### Extrait
Est-ce que certains logiciels sont déconseillés pour la protection des données ?

Nous ne faisons pas de "name and shame", mais nous recommandons d’utiliser les outils de visioconférence français et certifiés par l’Anssi autant que possible, c’est ce qu’il y a de plus sûr. La liste des points de vigilance à avoir en matière de cybersécurité est disponible sur notre site.

Mais travailleurs et entreprises sont-ils assez sensibilisés sur ces questions de protection des données ?

Il y a sans doute un manque de formation. Les circonstances actuelles sont l’occasion de se poser les bonnes questions, c’est pour cela que nous organisons un évènement digital dédié le 9 novembre. Nous publions un guide des bonnes pratiques sur notre site, des conseils sur le télétravail et la collecte de données notamment. Il ne faut pas non plus hésiter à consulter le site de l’Anssi, ou du ministère de l’Économie. La Cnil traite aussi les plaintes et répond aux demandes de conseil. Enfin, dans le contexte actuel de recrudescence des actions malveillantes, il faut être particulièrement vigilant par rapport aux tentatives d’hameçonnage ou, par exemple, de "fraude au faux patron" [escroquerie visant à exploiter les failles des employés de grandes entreprises en se faisant passer pour le patron, NDLR].

Justement voyez-vous une hausse des demandes et plaintes sur ces questions ?

Environ 20% des plaintes que reçoit la Cnil concernent des sujets liés aux ressources humaines. Le nombre de saisines liées à la surveillance en télétravail est en légère hausse ces derniers temps, mais ce sont surtout les plaintes liées à d’autres types de surveillance comme la géolocalisation, la biométrie ou la vidéosurveillance au bureau qui ont augmenté de 15% sur les six derniers mois par rapport à la même période en 2019. Outre les plaintes nous recevons aussi plus de demandes de conseils, relatives à la gestion des données de santé et au télétravail. Le message essentiel, c’est que les outils de télétravail ne doivent pas altérer la confiance entre employeurs et salariés. Sans dialogue, il y a un risque d’incompréhension et donc de plainte. Il est très important que les outils soient transparents et, j’insiste, proportionnés.

### Consigne
Relevez dans l'extrait les types de surveillance cités comme ayant suscité 15 % de plaintes en plus sur les six derniers mois.

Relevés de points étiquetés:
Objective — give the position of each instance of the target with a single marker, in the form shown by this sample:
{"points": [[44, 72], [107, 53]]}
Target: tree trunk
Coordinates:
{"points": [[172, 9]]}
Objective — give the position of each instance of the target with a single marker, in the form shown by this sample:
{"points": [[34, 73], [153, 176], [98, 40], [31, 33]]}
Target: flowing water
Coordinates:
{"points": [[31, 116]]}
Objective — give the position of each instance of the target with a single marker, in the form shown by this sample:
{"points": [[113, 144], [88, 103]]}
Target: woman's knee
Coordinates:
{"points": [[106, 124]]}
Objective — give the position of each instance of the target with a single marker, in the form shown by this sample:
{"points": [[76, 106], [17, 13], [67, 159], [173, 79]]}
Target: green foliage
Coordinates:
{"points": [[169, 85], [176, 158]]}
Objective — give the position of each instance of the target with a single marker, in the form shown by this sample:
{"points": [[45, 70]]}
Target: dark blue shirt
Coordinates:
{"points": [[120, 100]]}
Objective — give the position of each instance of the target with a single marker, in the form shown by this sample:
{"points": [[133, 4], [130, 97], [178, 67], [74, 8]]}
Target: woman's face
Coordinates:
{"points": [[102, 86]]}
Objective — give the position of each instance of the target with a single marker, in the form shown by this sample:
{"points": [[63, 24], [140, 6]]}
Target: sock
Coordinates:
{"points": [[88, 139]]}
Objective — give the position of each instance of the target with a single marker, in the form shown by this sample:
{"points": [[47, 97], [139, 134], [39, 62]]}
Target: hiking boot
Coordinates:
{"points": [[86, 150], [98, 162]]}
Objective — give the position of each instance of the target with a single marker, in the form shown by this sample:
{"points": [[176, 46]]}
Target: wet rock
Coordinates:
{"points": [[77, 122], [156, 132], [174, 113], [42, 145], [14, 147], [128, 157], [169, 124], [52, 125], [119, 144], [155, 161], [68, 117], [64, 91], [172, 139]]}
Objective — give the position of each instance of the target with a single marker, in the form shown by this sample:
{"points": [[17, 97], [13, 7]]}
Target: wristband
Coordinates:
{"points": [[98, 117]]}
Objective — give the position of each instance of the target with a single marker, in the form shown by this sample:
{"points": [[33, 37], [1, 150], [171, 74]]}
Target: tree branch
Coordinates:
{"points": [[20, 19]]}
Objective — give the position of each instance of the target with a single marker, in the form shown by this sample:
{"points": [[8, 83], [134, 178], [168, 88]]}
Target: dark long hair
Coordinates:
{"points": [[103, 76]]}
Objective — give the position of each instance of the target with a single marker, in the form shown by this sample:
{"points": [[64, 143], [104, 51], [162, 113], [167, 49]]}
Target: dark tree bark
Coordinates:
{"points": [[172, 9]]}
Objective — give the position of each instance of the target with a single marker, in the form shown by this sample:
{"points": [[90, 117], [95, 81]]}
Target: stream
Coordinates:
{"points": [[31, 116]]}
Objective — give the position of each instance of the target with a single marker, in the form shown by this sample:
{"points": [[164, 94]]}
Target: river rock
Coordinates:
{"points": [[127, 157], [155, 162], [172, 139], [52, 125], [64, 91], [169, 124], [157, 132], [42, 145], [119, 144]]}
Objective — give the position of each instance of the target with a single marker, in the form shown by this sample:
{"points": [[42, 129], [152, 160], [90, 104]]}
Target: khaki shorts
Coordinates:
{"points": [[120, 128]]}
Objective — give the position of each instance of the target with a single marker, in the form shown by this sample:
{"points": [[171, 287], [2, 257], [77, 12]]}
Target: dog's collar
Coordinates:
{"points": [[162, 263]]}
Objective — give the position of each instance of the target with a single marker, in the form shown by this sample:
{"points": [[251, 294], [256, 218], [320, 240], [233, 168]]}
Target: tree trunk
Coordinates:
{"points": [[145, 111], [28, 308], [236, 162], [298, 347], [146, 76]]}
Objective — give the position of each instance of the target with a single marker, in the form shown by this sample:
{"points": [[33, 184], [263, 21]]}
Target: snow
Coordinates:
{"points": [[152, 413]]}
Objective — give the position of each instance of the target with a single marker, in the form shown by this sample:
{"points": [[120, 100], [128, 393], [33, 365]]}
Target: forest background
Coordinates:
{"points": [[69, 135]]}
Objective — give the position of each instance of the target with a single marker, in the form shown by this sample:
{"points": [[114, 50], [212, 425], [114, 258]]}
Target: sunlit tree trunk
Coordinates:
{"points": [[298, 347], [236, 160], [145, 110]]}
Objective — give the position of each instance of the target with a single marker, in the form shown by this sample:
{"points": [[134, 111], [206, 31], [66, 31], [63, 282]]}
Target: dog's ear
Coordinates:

### Réponse complète
- la géolocalisation
- la biométrie
- la vidéosurveillance au bureau